What you need to do – Rescale the data between the lines holding "form: x=562 y=157." and "x=237 y=221", inclusive: reproduce every line, requests included, but multiply each answer coordinate by 0.7 and round to the nearest whole number, with halves rounding up. Leave the numbers in the requests and their format samples unchanged, and return only these lines.

Working data –
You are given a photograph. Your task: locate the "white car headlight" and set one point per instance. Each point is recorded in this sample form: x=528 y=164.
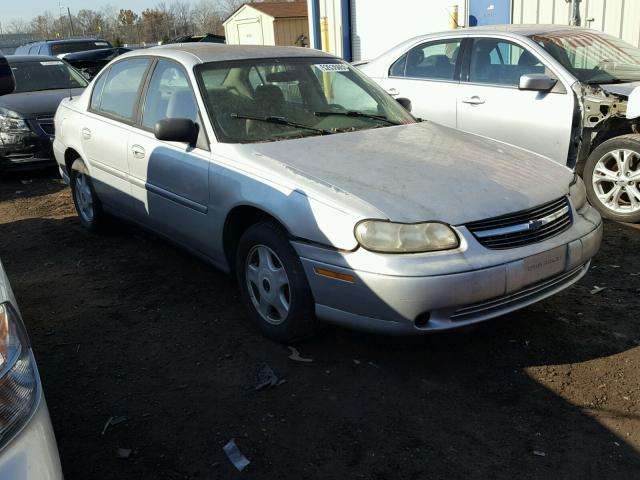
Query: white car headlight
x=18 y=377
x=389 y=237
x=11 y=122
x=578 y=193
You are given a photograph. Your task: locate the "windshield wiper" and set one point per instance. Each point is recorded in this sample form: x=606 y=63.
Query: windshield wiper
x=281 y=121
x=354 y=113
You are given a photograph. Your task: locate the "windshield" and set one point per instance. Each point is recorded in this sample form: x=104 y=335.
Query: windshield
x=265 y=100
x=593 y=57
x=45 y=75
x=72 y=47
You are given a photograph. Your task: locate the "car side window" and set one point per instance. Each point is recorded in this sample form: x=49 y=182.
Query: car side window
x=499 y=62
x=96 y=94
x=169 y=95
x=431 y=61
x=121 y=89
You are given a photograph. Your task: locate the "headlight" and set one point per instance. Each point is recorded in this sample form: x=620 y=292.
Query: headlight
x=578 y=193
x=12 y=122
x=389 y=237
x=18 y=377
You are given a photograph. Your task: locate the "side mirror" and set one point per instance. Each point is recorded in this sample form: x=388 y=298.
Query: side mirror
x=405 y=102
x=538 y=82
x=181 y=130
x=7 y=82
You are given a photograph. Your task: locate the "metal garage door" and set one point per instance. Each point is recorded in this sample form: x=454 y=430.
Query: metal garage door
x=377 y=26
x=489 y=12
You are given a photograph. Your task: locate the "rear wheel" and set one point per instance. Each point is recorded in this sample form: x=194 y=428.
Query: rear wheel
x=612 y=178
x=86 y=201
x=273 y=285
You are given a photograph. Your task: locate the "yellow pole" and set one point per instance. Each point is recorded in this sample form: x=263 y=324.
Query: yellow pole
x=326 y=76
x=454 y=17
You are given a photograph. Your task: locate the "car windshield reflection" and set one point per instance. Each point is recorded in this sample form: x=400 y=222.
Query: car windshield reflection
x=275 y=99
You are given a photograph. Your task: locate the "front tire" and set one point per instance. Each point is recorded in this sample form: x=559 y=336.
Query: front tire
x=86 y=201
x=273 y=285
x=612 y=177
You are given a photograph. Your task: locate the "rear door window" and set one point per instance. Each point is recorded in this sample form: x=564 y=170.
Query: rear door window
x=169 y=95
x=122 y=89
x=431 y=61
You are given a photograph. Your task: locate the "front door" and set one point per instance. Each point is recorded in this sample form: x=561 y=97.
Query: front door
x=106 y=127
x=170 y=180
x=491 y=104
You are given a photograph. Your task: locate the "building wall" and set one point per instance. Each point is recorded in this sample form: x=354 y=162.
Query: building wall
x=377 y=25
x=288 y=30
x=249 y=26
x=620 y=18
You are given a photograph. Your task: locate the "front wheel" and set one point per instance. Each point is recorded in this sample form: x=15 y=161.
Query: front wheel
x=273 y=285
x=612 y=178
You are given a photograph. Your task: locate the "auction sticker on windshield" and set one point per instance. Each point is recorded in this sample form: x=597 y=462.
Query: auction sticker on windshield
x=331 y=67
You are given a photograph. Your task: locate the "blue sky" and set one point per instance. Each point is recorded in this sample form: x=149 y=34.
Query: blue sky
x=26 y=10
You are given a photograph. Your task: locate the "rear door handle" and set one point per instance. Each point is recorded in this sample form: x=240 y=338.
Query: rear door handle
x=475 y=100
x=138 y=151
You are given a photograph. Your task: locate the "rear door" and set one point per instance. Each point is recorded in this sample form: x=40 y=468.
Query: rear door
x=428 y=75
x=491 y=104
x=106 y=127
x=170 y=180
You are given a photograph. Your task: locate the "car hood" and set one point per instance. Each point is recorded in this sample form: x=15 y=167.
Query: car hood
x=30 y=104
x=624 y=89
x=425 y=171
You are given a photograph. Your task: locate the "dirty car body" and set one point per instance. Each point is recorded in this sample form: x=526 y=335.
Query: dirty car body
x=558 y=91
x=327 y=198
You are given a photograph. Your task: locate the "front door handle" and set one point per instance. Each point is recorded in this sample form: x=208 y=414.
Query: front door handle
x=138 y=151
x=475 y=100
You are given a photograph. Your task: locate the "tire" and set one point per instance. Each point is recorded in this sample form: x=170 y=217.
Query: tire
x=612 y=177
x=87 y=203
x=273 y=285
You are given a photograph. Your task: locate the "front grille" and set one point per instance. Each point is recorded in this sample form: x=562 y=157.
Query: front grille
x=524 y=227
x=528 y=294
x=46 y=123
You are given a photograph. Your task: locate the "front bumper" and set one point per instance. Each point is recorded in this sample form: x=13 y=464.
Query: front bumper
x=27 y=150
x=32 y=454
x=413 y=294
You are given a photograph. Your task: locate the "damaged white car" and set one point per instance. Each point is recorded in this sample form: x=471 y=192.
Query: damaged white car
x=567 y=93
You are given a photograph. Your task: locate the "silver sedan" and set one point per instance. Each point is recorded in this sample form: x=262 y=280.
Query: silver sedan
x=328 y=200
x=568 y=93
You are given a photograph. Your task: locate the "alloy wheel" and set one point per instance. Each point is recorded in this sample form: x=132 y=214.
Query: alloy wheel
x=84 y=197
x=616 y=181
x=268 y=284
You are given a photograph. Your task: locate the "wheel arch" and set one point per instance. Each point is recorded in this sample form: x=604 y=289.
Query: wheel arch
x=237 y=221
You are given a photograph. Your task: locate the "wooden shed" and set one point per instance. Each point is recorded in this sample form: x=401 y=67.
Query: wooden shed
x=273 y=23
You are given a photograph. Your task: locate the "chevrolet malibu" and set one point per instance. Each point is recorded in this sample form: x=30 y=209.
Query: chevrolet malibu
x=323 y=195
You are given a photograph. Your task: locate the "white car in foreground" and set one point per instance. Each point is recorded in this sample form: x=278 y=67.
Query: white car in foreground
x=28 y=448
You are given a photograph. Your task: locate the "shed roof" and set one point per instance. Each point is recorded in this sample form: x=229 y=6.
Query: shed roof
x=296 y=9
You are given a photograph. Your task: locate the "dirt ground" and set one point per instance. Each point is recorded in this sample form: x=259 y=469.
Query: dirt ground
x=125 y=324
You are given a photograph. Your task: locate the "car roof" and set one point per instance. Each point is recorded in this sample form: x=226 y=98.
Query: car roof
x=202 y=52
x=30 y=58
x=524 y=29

The result –
You are given a photograph. Your task: locate the "front grille" and set one point per instance. Each point is recorded in this sample form: x=562 y=157.
Query: front grille
x=367 y=159
x=370 y=206
x=32 y=86
You are given a photograph. Your task: locate the "front bumper" and set one point per instance. Each point is recorded in this sample form: x=13 y=464.
Query: front bumper
x=19 y=105
x=22 y=318
x=289 y=206
You are given a photograph. Your task: locate the "damaged white car" and set one point per instance. Each point is recorded in this sample form: x=471 y=192.
Query: damaged white car
x=397 y=65
You are given a photograph. Your task: locate the "silver sedan" and set one point per instance. Each point is recorded in this sample form: x=262 y=280.
Query: silver sedan
x=230 y=140
x=398 y=65
You are given a photograph. Your task: locate the "alloy wheel" and set one point per instance. Each point is recorded in this sample form: x=132 y=214.
Query: alloy wheel
x=59 y=138
x=431 y=127
x=188 y=199
You are given a photograph. Your task: locate the "wheel arch" and set one point per instance. Each point is recorded in this sample form: x=604 y=289.
Query: wheel arch
x=166 y=155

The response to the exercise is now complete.